→ **Given problem**
In the coin toss simulation tutorial, copy word for word the part that opens with the words "value of random number: 0.010905915071265038" and closes with "x = np.random.uniform(0,1, size=10000)".

→ **Passage shown**
-*-
1.3. Simulated coin toss#
To get a feel for how likely different outcomes are, we are going to simulate the data generating process
Here is an example of how we could simulate the data generating process in real life:
To work out how likely we are to get 5 heads out of 10 coin tosses, we could…
get a real coin (but who has cash on them these days?)
assume it is fair (\(p = 0.5\))
toss it 10 times (because \(n = 10\))
count the number of heads (\(k\))
…
Then we could repeat the whole process many times (say, 100 times) and count how often we get exactly 5 heads.
Or…. we could get the computer to do that.
Yes, let’s get the computer to do it. That will be less hassle.
1.3.1. Set up Python libraries#
As usual, run the code cell below to import the relevant Python libraries
# Set-up Python libraries - you need to run this but you don't need to change it
import numpy as np
import matplotlib.pyplot as plt
import scipy.stats as stats
import pandas
import seaborn as sns
import statsmodels.api as sm
import statsmodels.formula.api as smf
1.3.2. Simulate a single coin toss#
The computer doesn’t really toss a coin.
It does something mathematically equivalent, namely generates a random number called x
and applies a test to it that will give a “hit” a certain proportion of the time, defined by \(p\).
If the outcome is a hit,
the value of the variable hit
is set to 1, otherwise hit
is set to zero
Generate a random number
Try running the code block below several times and see if you understand what it does.
# generate a random number between 0 and 1
x = np.random.uniform(0,1)
print('value of random number: ' + str(x))
value of random number: 0.010905915071265038
What happened?
We used numpy’s random number generator (np.random) to get a number (with decimal places) between 0 and 1. The numbers are drawn from a uniform distribution, which means that any number between 0 and 1 is equally likely.
Re-run the code block above a few times - you should get a different random number every time.
The next code block uses the argument size=10000
to generate 10000 of these random numbers; we then plot their distribution in a histogram (hopefully you can see how all values between 0 and 1 and equally likely):
x = np.random.uniform(0,1, size=10000)
sns.histplot(x, bins=np.arange(0,1.1,0.1))
plt.show()
/opt/anaconda3/anaconda3/lib/python3.11/site-packages/seaborn/_oldcore.py:1119: FutureWarning: use_inf_as_na option is deprecated and will be removed in a future version. Convert inf values to NaN before operating instead.
with pd.option_context('mode.use_inf_as_na', True):
Threshold the random number
How do we convert this to a virtual ‘coin toss’? We need to randomly generate “hits” and “misses” rather than decimal numbers.
To do this we simply add a piece of code that checks whether our random number is less than some cut-off value - in this case 0.5, as we should get equal frequencies of random numbers greater than 0.5 and less than 0.5, thus simulating a fair coin.
You will see why we use a cutoff of less than \(p\) when we set \(p\) to a value other than 0.5!
Try running the code below a few times - hopefully you can see how the numerical value of x
converts into a binary hit/miss
# check if it is less than p - this should happen on a proportion of trials equal to p
x = np.random.uniform(0,1)
-*-
→ **Records shown**
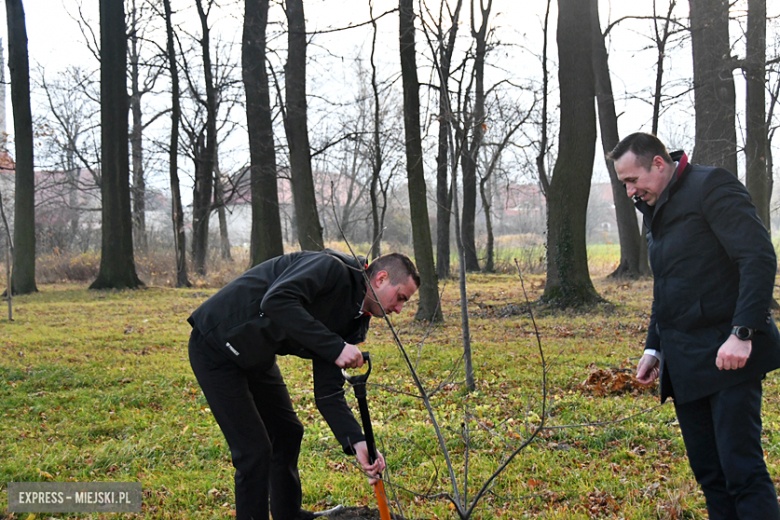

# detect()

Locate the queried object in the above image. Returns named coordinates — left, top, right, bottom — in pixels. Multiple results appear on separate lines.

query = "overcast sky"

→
left=0, top=0, right=780, bottom=192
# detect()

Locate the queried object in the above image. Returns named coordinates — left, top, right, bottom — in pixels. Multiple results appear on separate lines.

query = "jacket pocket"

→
left=220, top=314, right=276, bottom=368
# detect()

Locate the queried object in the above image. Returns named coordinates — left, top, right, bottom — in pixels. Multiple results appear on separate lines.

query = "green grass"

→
left=0, top=274, right=780, bottom=520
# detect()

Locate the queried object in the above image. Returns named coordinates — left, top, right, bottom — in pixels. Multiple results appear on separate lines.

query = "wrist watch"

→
left=731, top=325, right=753, bottom=341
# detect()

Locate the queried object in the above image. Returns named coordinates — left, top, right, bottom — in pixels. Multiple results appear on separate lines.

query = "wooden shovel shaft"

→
left=374, top=480, right=391, bottom=520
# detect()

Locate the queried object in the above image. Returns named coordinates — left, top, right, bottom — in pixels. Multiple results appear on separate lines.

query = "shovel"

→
left=341, top=352, right=391, bottom=520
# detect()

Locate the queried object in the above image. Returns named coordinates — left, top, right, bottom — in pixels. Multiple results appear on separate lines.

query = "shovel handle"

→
left=341, top=352, right=371, bottom=385
left=374, top=480, right=392, bottom=520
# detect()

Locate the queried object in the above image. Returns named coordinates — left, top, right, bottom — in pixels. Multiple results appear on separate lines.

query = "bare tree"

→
left=542, top=0, right=600, bottom=307
left=690, top=0, right=737, bottom=175
left=284, top=0, right=324, bottom=251
left=742, top=0, right=772, bottom=229
left=432, top=0, right=463, bottom=279
left=128, top=0, right=167, bottom=251
left=461, top=0, right=493, bottom=271
left=399, top=0, right=443, bottom=321
left=163, top=0, right=192, bottom=287
left=5, top=0, right=38, bottom=292
left=190, top=0, right=218, bottom=275
left=241, top=0, right=284, bottom=265
left=590, top=0, right=647, bottom=278
left=90, top=0, right=143, bottom=289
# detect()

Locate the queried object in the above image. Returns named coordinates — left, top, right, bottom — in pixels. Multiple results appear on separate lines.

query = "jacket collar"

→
left=322, top=249, right=368, bottom=316
left=634, top=150, right=692, bottom=223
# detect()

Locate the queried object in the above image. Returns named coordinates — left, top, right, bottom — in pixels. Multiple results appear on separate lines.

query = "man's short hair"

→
left=366, top=253, right=420, bottom=287
left=607, top=132, right=674, bottom=170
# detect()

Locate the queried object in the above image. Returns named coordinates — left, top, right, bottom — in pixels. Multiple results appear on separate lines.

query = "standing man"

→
left=187, top=249, right=420, bottom=520
left=608, top=133, right=780, bottom=520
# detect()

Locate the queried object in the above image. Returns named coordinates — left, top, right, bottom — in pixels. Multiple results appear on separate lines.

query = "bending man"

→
left=188, top=250, right=420, bottom=520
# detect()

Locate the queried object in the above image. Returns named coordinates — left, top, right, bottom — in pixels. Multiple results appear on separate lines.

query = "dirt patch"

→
left=323, top=506, right=424, bottom=520
left=324, top=506, right=399, bottom=520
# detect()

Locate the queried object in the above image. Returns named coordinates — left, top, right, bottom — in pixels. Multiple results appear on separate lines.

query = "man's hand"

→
left=352, top=441, right=385, bottom=486
left=636, top=354, right=658, bottom=385
left=715, top=334, right=753, bottom=370
left=336, top=343, right=363, bottom=368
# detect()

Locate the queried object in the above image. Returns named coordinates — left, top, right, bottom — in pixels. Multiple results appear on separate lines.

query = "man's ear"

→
left=374, top=271, right=390, bottom=287
left=652, top=155, right=666, bottom=170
-*-
→ **Completed exercise**
value of random number: 0.010905915071265038
What happened?
We used numpy’s random number generator (np.random) to get a number (with decimal places) between 0 and 1. The numbers are drawn from a uniform distribution, which means that any number between 0 and 1 is equally likely.
Re-run the code block above a few times - you should get a different random number every time.
The next code block uses the argument size=10000
to generate 10000 of these random numbers; we then plot their distribution in a histogram (hopefully you can see how all values between 0 and 1 and equally likely):
x = np.random.uniform(0,1, size=10000)